Object detection data:
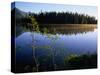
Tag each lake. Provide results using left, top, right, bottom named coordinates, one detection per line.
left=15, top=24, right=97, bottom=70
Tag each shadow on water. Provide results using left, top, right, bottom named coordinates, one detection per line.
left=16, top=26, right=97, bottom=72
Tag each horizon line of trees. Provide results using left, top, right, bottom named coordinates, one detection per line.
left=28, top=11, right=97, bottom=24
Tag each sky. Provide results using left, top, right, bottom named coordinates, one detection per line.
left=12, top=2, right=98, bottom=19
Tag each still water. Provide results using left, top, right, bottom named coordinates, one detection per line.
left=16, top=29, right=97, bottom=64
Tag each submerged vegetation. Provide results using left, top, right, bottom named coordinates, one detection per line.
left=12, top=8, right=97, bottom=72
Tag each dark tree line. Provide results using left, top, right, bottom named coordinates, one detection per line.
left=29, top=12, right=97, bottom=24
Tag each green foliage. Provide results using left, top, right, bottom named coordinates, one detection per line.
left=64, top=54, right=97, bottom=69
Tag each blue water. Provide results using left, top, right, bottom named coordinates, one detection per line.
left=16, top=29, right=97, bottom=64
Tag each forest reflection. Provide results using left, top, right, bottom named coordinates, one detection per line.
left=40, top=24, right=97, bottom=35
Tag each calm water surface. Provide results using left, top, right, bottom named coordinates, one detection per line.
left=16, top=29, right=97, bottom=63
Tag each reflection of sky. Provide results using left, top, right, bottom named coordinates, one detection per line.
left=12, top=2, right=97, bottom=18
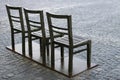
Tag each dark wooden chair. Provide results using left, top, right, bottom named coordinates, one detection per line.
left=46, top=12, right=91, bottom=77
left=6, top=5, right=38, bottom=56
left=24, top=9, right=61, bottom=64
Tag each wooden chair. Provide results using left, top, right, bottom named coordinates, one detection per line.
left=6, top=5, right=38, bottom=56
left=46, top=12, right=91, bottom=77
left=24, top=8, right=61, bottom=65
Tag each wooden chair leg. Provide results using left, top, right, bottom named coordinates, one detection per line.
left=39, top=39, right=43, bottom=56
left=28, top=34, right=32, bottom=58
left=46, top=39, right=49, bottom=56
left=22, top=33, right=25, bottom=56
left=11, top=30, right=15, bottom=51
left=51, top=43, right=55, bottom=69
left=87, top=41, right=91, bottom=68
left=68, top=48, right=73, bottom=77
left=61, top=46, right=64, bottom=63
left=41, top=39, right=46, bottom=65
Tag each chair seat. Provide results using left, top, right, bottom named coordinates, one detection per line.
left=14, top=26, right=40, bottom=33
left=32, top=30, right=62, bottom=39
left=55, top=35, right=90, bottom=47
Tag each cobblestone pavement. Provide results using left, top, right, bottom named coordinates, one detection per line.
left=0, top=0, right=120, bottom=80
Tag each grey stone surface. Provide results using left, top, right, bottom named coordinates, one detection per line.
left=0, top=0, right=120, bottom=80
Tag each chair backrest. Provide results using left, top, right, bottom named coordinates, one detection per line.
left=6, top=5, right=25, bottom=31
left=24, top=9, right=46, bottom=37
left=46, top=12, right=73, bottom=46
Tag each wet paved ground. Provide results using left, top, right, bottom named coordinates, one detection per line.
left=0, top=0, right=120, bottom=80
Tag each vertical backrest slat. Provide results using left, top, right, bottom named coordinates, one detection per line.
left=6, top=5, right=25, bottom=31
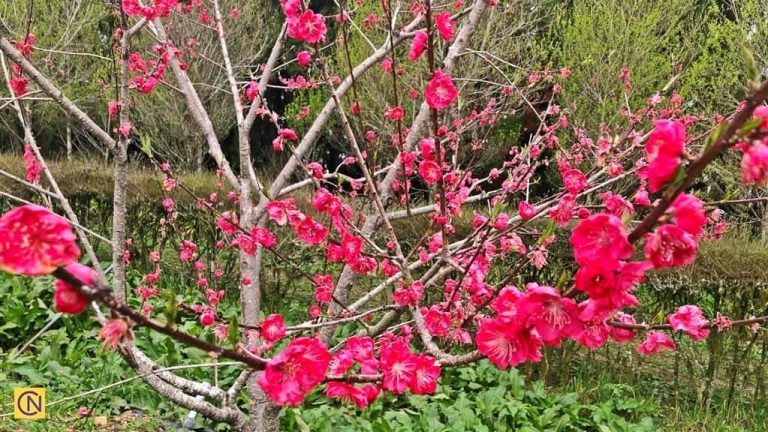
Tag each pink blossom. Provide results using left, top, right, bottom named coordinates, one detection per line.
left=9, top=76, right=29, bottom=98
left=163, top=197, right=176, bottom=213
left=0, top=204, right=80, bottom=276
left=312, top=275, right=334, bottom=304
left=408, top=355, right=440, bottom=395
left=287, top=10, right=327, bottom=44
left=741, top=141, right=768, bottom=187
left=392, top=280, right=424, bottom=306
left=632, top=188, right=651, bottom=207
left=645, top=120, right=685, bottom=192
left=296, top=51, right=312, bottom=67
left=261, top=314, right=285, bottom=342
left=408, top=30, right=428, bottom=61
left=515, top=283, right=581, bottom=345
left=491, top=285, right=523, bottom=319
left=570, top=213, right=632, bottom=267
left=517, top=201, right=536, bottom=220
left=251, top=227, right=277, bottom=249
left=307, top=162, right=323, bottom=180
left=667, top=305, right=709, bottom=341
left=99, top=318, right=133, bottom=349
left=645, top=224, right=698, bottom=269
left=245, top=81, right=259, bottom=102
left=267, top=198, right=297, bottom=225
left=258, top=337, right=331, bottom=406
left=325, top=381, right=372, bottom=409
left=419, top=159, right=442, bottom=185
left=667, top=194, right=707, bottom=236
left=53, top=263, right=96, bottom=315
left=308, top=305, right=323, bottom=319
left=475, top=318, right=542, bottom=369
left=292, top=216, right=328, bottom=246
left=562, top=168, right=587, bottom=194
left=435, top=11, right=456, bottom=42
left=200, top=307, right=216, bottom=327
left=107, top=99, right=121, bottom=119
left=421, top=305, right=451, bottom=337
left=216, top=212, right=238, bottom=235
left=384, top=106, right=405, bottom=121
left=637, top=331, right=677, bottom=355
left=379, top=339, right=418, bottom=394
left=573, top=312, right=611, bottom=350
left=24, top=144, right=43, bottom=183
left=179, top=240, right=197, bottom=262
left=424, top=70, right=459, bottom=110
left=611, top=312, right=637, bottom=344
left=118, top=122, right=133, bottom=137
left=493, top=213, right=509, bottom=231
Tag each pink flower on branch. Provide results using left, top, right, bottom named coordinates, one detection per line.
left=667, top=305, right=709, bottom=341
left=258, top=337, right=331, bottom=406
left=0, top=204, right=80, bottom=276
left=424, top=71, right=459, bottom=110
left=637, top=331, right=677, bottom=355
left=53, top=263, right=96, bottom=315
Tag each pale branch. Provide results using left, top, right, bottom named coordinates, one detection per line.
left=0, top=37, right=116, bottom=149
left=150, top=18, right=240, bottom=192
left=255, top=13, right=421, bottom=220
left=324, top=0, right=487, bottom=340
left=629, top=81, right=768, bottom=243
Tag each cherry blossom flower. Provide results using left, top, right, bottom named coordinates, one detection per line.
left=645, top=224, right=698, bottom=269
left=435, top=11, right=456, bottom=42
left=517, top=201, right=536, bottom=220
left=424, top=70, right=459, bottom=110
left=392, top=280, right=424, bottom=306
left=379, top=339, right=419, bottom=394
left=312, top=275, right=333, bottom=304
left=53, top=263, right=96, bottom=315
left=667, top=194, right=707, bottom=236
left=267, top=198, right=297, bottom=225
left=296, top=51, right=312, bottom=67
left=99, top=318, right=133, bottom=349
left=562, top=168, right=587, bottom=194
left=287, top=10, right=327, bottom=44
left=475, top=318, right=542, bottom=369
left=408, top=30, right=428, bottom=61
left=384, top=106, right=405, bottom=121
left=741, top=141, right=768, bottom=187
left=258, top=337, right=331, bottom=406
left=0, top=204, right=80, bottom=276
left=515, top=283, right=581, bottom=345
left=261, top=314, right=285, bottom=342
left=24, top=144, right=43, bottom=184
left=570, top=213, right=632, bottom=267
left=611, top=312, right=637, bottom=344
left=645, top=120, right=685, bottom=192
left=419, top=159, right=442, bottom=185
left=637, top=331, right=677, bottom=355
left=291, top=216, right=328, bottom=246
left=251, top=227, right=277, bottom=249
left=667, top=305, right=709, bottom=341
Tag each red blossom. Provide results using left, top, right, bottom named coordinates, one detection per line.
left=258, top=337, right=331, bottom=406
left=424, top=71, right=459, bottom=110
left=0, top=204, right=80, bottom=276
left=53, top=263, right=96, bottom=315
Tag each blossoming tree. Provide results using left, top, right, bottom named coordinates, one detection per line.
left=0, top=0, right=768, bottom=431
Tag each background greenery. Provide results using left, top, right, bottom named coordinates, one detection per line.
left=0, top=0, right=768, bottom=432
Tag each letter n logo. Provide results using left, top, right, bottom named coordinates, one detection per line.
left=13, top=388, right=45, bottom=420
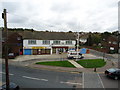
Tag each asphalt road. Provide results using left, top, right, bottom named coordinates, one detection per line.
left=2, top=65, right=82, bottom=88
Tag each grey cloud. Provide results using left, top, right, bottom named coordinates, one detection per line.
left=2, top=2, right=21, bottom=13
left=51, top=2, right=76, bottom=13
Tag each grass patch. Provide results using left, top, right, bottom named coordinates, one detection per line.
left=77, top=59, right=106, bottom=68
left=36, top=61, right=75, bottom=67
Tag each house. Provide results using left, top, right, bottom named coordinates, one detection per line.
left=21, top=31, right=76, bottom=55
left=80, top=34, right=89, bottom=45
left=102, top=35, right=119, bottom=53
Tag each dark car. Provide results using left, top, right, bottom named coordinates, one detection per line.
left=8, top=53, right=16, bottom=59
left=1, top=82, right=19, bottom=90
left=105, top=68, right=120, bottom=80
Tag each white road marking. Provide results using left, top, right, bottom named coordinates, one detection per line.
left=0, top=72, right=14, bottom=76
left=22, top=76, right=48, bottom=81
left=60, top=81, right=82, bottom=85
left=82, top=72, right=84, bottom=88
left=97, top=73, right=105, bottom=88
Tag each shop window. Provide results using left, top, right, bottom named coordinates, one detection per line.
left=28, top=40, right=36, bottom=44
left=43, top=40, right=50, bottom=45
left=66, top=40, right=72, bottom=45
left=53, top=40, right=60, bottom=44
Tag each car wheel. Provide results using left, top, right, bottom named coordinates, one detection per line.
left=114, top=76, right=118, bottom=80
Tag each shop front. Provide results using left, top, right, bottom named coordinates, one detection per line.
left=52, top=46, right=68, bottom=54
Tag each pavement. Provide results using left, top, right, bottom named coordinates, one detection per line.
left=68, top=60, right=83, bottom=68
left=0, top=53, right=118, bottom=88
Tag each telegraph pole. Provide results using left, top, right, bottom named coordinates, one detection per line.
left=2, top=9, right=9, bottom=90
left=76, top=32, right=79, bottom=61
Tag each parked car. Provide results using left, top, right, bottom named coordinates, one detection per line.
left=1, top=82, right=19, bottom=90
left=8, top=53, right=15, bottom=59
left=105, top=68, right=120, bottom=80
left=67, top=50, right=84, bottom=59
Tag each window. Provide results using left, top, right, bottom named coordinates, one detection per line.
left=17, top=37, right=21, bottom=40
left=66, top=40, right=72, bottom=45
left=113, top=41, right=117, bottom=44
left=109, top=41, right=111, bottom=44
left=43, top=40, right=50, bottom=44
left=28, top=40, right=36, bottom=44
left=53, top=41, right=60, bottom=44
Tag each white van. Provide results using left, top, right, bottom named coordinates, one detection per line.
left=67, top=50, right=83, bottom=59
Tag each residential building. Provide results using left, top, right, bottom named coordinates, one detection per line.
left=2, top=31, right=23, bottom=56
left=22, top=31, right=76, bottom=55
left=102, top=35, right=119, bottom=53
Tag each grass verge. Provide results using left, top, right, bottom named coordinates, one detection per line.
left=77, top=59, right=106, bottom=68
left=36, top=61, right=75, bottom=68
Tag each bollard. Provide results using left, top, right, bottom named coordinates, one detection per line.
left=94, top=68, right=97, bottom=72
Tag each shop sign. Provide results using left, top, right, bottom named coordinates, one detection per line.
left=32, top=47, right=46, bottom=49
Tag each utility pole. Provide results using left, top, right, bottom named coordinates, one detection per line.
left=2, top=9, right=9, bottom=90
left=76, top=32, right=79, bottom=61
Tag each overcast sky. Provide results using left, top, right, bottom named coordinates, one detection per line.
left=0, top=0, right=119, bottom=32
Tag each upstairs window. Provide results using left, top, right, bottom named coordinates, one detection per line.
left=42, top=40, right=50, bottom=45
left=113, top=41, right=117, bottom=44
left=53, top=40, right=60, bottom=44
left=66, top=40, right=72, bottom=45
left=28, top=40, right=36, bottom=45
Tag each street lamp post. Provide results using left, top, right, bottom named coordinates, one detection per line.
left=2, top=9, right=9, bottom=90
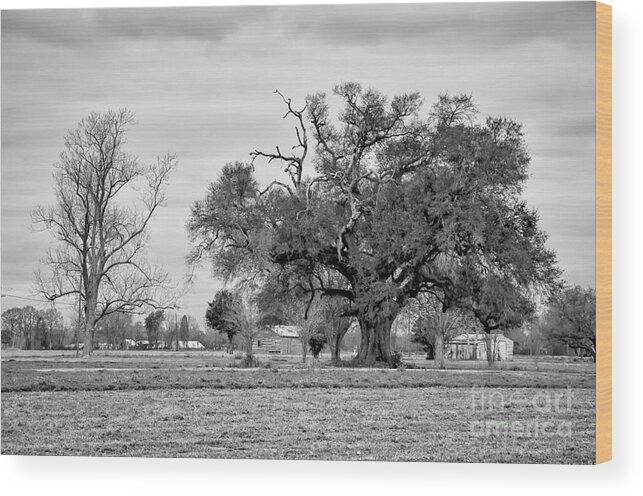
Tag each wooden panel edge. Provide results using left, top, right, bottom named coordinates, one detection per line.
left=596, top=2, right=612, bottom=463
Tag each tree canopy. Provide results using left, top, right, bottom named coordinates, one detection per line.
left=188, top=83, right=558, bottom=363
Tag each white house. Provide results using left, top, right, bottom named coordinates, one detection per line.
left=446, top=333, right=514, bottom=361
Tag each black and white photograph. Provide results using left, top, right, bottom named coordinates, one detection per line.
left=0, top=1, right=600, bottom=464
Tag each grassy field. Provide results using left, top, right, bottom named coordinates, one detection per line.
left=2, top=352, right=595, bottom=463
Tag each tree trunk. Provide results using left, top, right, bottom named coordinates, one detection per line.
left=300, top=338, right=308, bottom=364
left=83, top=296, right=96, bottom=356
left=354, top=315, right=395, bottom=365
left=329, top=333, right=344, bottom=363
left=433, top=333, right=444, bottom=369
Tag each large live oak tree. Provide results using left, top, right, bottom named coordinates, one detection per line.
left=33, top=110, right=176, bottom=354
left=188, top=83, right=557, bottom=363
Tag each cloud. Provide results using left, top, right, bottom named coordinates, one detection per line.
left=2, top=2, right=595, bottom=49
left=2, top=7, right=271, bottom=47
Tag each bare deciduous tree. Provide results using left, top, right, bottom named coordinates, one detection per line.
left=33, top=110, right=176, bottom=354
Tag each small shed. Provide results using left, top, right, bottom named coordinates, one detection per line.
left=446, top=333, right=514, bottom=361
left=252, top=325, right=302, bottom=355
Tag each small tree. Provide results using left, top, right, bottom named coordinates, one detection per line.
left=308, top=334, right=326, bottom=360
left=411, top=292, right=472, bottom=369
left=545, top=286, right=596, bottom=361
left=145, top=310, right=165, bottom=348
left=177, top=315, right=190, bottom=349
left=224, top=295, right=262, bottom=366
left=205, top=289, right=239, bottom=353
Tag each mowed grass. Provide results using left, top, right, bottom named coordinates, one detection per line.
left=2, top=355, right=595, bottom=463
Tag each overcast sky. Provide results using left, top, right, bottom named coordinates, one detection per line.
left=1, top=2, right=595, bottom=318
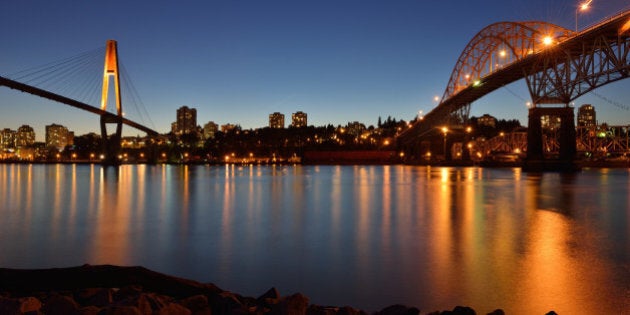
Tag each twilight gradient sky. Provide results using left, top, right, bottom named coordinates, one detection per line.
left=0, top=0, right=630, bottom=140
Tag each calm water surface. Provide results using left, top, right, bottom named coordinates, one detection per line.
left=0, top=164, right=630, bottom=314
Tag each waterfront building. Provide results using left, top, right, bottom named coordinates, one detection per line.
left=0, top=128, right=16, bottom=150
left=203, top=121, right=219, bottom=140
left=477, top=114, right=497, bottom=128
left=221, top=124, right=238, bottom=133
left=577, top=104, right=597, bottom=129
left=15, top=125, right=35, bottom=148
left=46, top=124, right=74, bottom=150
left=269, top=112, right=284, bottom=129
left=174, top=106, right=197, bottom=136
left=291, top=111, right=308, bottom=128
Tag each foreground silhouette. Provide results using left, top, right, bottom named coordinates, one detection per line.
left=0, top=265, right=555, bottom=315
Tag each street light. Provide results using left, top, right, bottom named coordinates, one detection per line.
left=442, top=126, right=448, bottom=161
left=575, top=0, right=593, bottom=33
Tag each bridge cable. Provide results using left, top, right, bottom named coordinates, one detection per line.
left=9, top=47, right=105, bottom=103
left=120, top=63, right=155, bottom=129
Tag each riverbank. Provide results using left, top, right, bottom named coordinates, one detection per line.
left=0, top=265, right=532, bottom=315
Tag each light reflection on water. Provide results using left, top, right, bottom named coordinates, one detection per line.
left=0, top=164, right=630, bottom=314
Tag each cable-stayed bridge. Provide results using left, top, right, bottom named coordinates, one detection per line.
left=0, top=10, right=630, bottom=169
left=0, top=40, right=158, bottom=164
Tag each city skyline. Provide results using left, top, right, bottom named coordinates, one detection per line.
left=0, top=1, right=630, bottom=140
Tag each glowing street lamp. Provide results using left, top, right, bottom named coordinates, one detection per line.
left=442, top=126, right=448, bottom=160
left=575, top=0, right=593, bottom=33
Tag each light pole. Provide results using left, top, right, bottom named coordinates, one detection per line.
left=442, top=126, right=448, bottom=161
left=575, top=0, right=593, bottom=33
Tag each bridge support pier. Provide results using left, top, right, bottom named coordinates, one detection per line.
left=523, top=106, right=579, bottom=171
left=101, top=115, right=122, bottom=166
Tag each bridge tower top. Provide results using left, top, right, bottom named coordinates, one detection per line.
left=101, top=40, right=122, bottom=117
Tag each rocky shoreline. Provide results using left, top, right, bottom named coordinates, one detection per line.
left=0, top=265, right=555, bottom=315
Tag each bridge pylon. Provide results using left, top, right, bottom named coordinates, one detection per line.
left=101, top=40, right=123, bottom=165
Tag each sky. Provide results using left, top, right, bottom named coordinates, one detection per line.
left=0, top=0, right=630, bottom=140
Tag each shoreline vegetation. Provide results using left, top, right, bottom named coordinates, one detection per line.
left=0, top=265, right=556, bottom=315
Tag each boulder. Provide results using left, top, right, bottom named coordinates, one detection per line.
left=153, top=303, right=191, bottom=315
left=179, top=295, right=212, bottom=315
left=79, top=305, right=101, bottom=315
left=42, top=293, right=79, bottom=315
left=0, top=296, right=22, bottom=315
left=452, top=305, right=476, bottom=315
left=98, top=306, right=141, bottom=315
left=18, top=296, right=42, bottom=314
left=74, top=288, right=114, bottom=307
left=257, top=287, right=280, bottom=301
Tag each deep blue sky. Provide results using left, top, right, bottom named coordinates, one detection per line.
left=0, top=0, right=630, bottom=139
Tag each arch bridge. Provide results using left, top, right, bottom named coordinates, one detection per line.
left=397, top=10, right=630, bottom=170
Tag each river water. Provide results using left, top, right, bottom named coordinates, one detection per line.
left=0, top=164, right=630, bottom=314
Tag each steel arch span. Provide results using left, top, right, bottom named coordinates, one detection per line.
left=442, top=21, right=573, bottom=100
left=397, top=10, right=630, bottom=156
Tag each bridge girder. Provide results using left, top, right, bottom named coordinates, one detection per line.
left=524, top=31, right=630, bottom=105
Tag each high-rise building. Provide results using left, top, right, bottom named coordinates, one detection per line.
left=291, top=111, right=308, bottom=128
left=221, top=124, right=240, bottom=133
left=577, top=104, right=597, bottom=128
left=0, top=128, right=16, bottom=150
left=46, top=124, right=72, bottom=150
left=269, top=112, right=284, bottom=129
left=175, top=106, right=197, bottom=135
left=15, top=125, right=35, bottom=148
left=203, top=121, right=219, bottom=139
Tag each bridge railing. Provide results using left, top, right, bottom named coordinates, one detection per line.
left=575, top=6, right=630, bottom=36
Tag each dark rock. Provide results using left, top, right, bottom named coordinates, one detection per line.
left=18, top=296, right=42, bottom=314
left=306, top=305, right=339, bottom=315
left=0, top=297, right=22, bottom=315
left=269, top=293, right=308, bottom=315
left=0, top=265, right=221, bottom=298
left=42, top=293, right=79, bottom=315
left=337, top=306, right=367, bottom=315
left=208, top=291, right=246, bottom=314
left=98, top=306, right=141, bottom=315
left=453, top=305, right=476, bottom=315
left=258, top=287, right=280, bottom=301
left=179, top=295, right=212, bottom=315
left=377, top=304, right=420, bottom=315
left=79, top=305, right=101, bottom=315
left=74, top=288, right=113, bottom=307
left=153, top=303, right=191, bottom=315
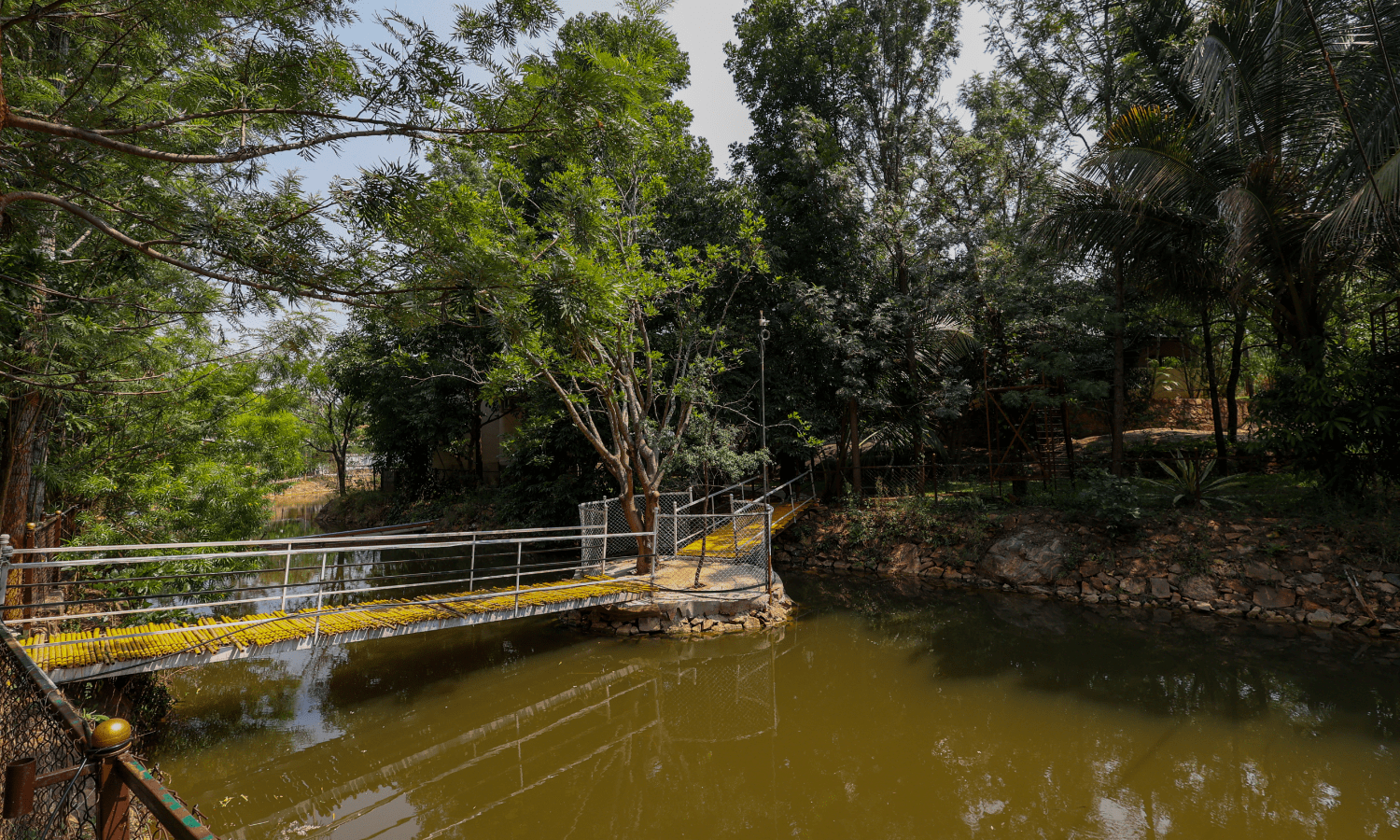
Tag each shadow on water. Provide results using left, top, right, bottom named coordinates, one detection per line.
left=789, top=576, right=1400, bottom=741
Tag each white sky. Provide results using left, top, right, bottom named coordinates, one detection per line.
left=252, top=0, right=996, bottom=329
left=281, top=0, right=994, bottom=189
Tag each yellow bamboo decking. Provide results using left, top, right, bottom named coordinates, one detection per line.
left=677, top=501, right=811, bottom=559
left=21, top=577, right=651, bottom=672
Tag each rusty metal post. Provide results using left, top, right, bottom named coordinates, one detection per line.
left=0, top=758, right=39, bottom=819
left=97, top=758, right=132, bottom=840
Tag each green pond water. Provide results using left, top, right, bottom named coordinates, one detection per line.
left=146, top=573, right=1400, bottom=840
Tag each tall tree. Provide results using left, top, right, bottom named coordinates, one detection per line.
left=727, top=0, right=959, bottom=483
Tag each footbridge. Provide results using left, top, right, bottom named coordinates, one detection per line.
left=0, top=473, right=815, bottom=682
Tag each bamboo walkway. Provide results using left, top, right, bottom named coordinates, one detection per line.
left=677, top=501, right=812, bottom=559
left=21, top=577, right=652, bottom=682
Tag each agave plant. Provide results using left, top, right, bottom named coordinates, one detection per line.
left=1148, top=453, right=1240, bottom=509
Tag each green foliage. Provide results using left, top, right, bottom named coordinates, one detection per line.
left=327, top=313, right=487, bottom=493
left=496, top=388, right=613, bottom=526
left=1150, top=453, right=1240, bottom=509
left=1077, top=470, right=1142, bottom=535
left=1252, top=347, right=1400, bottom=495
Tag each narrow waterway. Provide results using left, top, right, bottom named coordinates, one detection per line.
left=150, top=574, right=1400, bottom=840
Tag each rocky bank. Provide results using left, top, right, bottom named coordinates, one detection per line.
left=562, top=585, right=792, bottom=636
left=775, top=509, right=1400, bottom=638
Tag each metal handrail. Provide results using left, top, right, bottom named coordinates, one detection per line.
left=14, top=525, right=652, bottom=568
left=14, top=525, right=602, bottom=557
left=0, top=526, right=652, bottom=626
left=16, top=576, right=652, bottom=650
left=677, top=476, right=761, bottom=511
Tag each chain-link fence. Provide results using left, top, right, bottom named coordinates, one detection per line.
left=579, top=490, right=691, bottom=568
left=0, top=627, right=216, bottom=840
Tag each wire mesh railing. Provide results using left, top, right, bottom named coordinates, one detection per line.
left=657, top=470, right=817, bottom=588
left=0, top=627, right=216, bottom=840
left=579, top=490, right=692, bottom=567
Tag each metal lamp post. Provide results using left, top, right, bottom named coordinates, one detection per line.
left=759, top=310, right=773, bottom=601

### Set problem
Could you give everything from the start of the records down to the line containing "left=28, top=11, right=97, bottom=24", inclusive, as a JSON list of strings with one string per line, skipping blank lines and leaving out the pictures?

### Task solution
[
  "Tag each lake. Provide results using left, top, right, bottom named coordinates, one detection per line.",
  "left=15, top=24, right=97, bottom=70",
  "Tag each shadow on water. Provide results using left, top, right, bottom named coordinates, one detection per line.",
  "left=16, top=26, right=97, bottom=72",
  "Tag each horizon line of trees. Provide results using left, top, right, bottom named coordinates, one detection per line.",
  "left=28, top=11, right=97, bottom=24"
]